Objective: Identify every line of the material below that contains the string "yellow", and copy each such line. Case counts.

Input:

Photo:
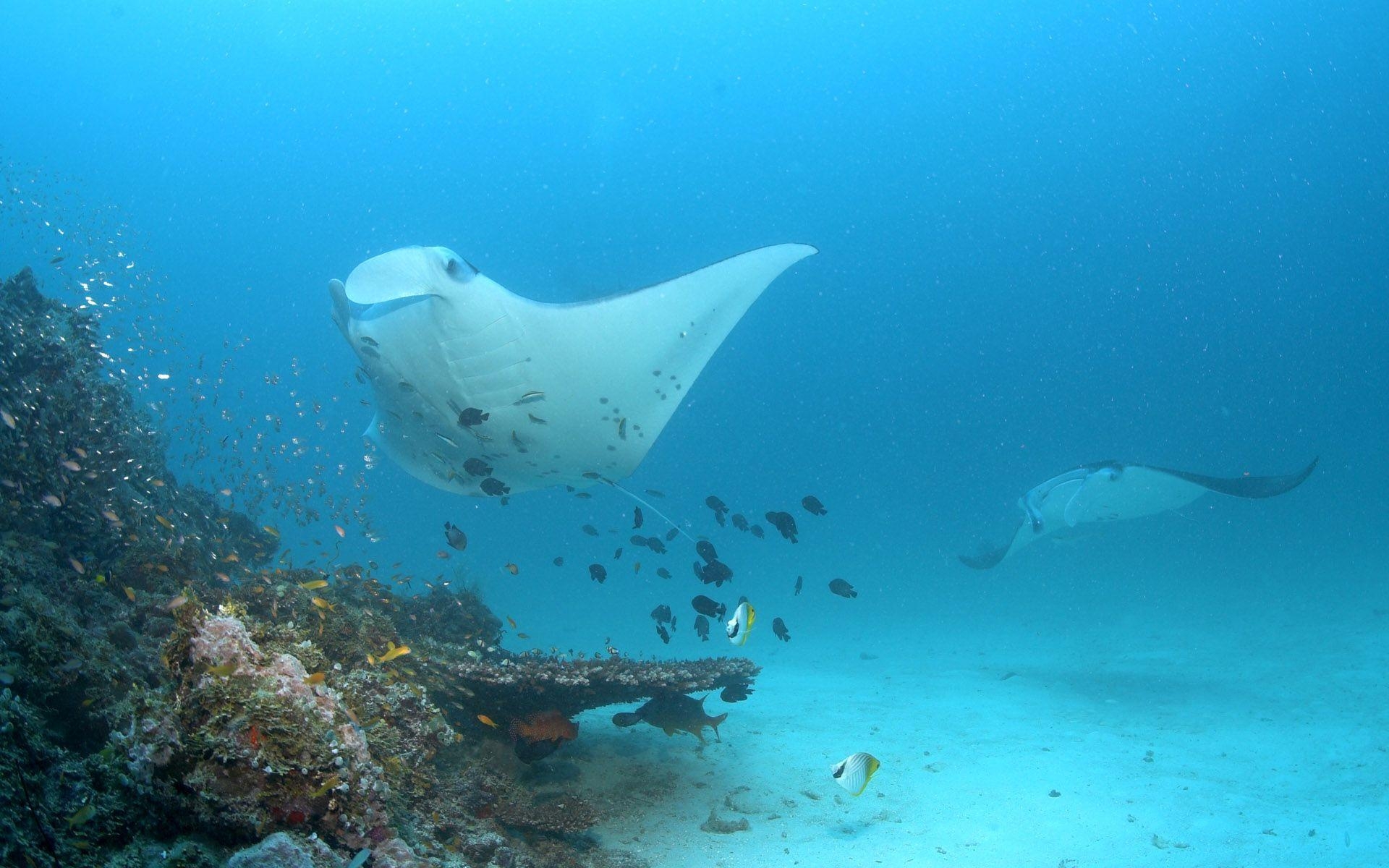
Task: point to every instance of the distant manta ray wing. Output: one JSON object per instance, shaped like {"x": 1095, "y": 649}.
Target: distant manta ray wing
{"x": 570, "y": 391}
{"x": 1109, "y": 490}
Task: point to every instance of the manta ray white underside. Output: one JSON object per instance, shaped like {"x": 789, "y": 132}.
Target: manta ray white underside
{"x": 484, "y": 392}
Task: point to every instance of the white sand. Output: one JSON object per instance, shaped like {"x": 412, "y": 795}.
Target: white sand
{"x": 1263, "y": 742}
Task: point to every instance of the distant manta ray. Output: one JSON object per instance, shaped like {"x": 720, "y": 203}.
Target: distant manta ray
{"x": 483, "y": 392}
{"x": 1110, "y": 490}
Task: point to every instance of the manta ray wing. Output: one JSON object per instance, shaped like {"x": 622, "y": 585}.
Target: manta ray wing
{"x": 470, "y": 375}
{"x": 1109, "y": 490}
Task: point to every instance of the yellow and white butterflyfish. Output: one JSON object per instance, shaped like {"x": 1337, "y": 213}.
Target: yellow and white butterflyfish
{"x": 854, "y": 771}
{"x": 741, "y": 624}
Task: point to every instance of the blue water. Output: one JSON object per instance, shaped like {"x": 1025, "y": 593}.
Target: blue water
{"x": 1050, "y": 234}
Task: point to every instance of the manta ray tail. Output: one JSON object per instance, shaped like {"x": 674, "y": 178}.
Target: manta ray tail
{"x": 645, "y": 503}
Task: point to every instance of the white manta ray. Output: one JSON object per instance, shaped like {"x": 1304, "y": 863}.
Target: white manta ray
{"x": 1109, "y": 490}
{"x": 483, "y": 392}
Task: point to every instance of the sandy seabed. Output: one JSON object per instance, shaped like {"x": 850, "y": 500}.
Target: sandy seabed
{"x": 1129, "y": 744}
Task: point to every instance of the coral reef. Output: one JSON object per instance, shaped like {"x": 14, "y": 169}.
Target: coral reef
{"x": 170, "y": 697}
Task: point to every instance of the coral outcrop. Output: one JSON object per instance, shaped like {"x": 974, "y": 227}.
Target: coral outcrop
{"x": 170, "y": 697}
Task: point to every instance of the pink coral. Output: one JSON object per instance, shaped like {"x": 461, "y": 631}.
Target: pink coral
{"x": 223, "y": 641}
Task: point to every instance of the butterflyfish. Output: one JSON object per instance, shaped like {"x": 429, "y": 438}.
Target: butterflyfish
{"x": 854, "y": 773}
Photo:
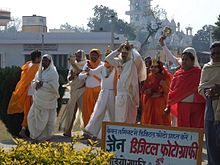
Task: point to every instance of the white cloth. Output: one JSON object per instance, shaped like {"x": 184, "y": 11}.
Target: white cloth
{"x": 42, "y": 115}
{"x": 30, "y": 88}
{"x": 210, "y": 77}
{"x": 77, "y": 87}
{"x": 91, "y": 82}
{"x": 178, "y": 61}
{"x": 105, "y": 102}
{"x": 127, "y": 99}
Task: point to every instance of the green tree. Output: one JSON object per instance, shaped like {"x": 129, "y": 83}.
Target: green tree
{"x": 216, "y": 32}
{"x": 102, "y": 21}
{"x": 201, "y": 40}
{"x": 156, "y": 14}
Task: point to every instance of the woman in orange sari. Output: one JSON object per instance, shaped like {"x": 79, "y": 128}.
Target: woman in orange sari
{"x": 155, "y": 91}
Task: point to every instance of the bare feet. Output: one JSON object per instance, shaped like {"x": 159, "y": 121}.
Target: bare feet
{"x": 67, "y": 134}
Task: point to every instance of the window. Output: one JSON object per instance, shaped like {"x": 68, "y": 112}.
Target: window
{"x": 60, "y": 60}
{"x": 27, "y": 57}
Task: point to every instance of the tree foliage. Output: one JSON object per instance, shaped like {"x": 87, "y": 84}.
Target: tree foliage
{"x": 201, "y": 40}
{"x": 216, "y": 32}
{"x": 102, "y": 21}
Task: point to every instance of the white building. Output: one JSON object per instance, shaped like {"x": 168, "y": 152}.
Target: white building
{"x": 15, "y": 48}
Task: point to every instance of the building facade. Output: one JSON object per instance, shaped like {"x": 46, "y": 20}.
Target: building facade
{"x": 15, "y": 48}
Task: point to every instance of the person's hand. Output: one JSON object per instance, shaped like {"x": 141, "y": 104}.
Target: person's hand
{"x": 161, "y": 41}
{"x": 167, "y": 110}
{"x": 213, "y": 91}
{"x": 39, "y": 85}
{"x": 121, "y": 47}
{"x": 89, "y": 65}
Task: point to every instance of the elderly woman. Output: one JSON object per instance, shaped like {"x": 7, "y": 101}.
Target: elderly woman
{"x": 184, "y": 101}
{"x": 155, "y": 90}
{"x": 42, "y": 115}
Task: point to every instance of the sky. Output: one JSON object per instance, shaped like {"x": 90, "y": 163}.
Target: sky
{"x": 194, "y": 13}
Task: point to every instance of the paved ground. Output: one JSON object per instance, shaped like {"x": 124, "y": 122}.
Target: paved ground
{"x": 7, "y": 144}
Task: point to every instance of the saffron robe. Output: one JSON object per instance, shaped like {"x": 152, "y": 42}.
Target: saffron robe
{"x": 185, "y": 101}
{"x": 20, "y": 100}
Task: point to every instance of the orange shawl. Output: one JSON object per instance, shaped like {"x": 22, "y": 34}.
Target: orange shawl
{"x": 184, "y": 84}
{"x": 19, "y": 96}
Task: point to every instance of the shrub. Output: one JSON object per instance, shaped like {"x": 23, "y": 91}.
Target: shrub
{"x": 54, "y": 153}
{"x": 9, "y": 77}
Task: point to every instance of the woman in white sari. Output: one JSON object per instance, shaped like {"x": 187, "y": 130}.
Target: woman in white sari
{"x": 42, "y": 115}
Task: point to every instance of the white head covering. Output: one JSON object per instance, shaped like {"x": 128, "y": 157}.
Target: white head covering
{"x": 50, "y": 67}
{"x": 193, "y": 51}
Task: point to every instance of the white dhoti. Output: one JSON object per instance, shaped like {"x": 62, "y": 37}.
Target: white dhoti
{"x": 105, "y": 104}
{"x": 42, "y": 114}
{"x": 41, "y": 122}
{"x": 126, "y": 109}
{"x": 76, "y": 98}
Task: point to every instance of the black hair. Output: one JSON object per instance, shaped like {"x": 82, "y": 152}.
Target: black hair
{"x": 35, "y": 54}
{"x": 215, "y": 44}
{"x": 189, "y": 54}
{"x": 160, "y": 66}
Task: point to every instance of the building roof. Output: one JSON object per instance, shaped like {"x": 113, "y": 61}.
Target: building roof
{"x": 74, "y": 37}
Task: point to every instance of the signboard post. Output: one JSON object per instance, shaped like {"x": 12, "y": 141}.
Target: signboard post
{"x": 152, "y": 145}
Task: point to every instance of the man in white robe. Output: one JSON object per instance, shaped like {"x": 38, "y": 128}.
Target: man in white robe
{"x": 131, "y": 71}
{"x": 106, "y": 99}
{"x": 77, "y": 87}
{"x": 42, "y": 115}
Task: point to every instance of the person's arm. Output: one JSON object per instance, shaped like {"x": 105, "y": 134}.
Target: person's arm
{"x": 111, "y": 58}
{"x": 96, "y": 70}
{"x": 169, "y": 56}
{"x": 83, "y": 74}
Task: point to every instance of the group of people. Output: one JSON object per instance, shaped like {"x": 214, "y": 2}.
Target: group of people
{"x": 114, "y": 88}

==

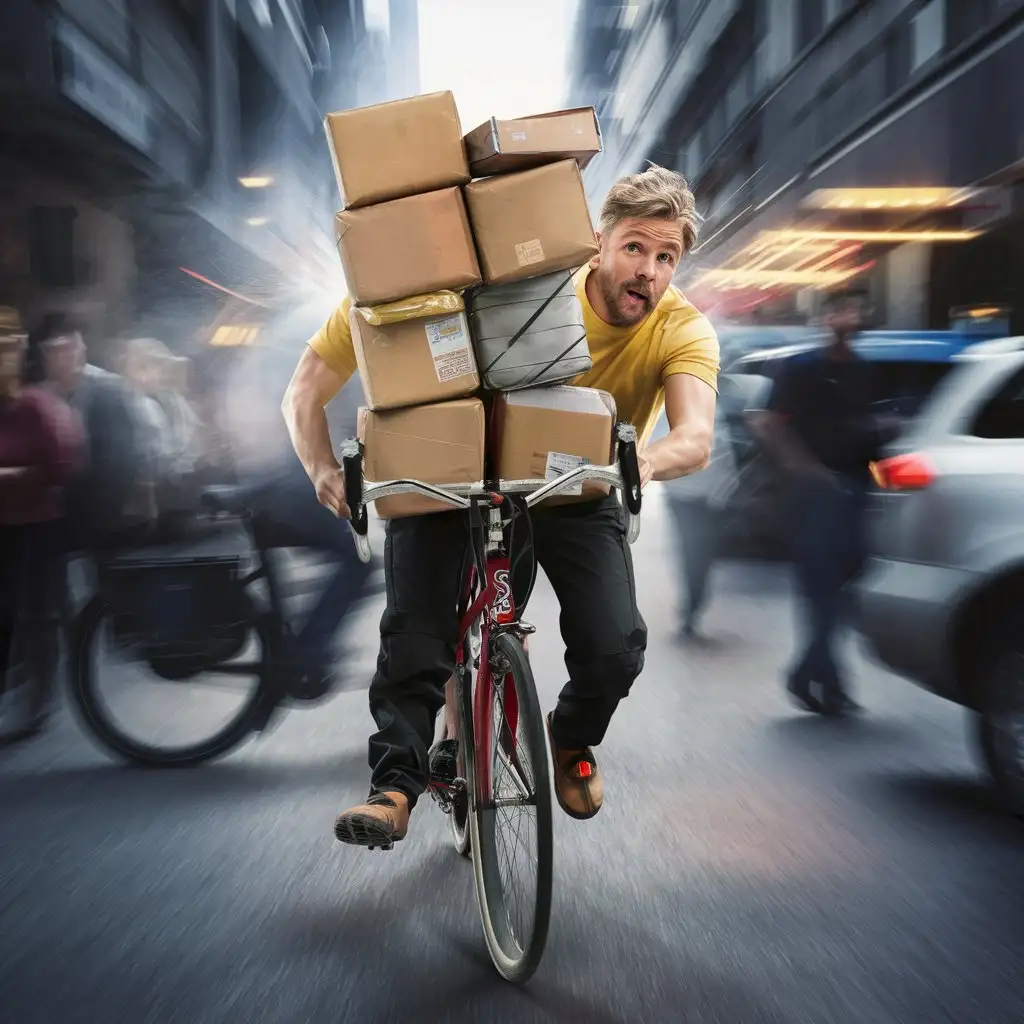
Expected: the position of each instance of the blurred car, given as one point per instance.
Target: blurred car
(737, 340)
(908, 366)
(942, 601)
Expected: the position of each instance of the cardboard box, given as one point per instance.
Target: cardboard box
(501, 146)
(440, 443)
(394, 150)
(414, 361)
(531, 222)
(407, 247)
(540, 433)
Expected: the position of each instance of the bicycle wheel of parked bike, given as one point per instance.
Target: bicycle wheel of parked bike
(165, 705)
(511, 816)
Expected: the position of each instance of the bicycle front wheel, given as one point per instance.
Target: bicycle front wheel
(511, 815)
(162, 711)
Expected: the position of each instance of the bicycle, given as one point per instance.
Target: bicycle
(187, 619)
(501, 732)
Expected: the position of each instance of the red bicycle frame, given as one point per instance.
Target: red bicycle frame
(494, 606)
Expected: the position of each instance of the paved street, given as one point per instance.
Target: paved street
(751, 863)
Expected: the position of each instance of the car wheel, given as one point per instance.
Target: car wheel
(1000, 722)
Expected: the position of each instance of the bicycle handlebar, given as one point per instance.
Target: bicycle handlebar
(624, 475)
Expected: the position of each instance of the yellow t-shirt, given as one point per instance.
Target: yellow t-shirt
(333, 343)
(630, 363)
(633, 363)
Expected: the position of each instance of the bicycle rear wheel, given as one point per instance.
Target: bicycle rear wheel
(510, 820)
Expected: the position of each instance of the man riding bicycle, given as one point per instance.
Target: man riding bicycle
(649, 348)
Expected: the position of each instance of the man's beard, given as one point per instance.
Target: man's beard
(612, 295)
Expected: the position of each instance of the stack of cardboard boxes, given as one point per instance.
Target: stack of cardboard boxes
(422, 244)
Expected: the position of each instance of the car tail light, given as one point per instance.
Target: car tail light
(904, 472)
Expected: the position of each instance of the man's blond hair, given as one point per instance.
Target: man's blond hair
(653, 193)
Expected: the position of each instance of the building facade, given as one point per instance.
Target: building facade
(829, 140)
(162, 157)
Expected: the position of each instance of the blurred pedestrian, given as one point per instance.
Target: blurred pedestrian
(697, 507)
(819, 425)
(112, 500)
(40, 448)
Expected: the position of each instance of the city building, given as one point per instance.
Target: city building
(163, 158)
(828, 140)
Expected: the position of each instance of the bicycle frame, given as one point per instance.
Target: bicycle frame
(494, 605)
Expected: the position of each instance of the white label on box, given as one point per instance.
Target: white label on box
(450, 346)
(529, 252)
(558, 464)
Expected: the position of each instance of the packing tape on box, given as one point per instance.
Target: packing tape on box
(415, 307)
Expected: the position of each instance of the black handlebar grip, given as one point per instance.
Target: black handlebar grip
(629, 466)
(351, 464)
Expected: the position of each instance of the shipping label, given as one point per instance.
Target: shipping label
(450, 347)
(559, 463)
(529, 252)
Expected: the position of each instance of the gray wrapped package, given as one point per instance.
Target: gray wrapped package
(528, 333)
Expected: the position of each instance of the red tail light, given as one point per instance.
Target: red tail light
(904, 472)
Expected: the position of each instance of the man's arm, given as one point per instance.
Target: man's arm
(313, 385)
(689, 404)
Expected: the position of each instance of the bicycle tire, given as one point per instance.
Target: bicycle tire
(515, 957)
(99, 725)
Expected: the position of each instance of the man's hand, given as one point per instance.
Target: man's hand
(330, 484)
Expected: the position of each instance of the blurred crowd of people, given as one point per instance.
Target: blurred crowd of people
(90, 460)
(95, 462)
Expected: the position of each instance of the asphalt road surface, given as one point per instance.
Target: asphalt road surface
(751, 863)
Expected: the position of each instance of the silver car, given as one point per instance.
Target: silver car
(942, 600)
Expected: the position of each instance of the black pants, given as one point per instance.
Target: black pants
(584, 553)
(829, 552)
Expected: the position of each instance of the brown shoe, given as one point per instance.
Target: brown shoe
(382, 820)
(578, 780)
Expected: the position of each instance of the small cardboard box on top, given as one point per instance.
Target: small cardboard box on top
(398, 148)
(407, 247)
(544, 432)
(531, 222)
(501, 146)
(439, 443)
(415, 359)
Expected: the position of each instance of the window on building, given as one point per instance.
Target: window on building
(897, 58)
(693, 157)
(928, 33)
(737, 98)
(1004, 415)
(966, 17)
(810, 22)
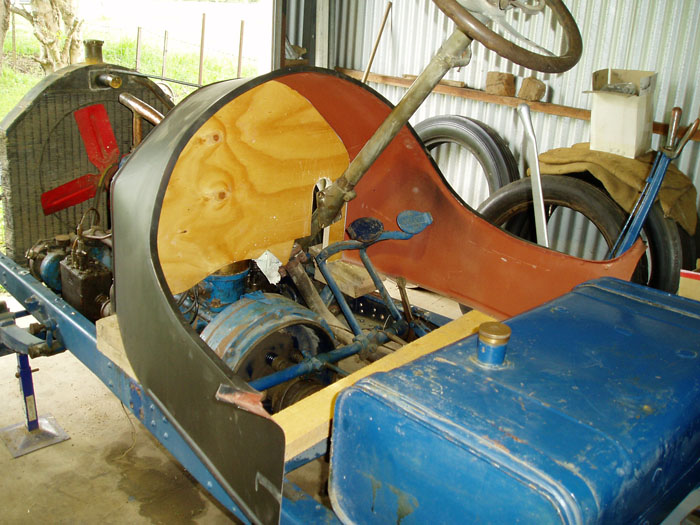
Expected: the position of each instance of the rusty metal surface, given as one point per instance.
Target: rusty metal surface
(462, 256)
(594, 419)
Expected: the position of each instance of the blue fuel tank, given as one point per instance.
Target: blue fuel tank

Complete response:
Task: point to every instance of the yellow and white butterflyfish. Output: one JSON object per instance, shaped like {"x": 1337, "y": 213}.
Target: yellow and white butterflyfish
Expected: the position of each instance of the yellow t-shirt, given as one point per instance.
Target: yellow t-shirt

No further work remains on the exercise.